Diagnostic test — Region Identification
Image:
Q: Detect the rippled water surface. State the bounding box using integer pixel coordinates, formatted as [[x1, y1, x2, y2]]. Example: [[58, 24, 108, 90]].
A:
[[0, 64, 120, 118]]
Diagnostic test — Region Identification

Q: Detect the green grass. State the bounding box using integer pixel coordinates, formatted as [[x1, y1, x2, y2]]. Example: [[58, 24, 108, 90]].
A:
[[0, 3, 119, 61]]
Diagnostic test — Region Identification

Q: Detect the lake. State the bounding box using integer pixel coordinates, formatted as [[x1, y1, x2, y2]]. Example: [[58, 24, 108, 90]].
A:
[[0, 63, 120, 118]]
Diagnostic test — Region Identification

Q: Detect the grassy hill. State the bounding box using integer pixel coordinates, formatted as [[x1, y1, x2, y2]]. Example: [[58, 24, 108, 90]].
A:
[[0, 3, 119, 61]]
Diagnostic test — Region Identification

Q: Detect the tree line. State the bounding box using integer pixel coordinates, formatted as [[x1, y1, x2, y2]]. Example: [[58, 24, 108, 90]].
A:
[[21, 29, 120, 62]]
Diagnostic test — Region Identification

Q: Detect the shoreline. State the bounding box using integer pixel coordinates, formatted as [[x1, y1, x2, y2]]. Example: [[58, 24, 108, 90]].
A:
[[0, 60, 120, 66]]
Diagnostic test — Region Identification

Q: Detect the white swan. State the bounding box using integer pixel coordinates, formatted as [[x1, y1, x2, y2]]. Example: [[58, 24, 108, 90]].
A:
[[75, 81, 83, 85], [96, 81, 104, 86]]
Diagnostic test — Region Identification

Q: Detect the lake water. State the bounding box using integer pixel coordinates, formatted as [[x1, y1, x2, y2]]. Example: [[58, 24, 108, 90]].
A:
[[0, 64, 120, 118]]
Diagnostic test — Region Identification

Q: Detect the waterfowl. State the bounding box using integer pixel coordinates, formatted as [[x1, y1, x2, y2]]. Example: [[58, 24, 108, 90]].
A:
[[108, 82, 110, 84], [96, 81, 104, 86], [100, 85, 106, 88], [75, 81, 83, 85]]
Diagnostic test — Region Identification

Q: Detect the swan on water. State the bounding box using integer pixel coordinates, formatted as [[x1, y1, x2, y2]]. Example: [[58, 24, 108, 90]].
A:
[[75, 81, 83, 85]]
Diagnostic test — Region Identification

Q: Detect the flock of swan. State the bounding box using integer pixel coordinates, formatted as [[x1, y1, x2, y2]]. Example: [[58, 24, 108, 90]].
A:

▬▬▬▬▬▬▬▬▬▬

§ **TO BE DONE**
Render every line of the listing above as a JSON list of strings, one string per line, and leave out the blank lines.

§ **EXPECTED ANSWER**
[
  "Diagnostic test — Region Identification",
  "Image:",
  "Q: Detect the rippled water surface. State the bounding box using integer pixel coordinates, formatted as [[x1, y1, x2, y2]]. Example: [[58, 24, 108, 90]].",
  "A:",
  "[[0, 64, 120, 118]]",
  "Diagnostic test — Region Identification",
  "Q: Detect the green grass. State the bounding box using integer pixel coordinates, formatted as [[x1, y1, x2, y2]]. Example: [[58, 24, 108, 90]].",
  "A:",
  "[[0, 3, 119, 61]]",
  "Diagnostic test — Region Identification",
  "Q: Detect the lake. State the bounding box using integer pixel coordinates, formatted as [[x1, y1, x2, y2]]. Example: [[58, 24, 108, 90]].",
  "A:",
  "[[0, 63, 120, 118]]",
  "Diagnostic test — Region Identification",
  "Q: Detect the grassy hill. State the bounding box using integer pixel coordinates, formatted as [[x1, y1, x2, y2]]. Example: [[58, 24, 108, 90]].",
  "A:",
  "[[0, 3, 119, 61]]",
  "Diagnostic test — Region Identification",
  "Q: Detect the tree line. State the bounding box using integer pixel coordinates, formatted as [[x1, y1, x2, y2]]. Example: [[58, 24, 108, 90]].",
  "A:",
  "[[21, 29, 120, 62]]",
  "Diagnostic test — Region Identification",
  "Q: Detect the shoreline. State the bounding box using integer pixel coordinates, formatted as [[x1, y1, x2, y2]]. Example: [[58, 24, 108, 90]].",
  "A:",
  "[[0, 60, 120, 66]]",
  "Diagnostic test — Region Identification",
  "Q: Detect the white swan. State the bounding box using integer pixel coordinates, formatted as [[x1, y1, x2, y2]]. Example: [[58, 24, 108, 90]].",
  "A:",
  "[[75, 81, 83, 85], [96, 81, 104, 86]]",
  "Diagnostic test — Region Identification",
  "Q: Detect the lake water. State the bounding box using integer pixel coordinates, formatted as [[x1, y1, x2, y2]]. Example: [[58, 24, 108, 90]].",
  "A:",
  "[[0, 64, 120, 118]]",
  "Diagnostic test — Region Identification",
  "Q: Detect the waterfowl. State the bounding box using integer pixel coordinates, formatted as [[x1, y1, x2, y2]]. Example: [[58, 24, 108, 90]].",
  "A:",
  "[[108, 82, 110, 84], [96, 81, 104, 86], [100, 85, 106, 88], [75, 81, 83, 85]]",
  "Diagnostic test — Region Identification",
  "Q: Detect the swan on water. State the bounding box using integer pixel coordinates, formatted as [[x1, y1, x2, y2]]. Example: [[58, 24, 108, 90]].",
  "A:",
  "[[75, 81, 83, 85]]",
  "Diagnostic test — Region Identification",
  "Q: Detect the flock of swan. State the bounding box using integer pixel coordinates, formatted as [[x1, y1, x2, y2]]. Example: [[58, 24, 108, 90]].",
  "A:"
]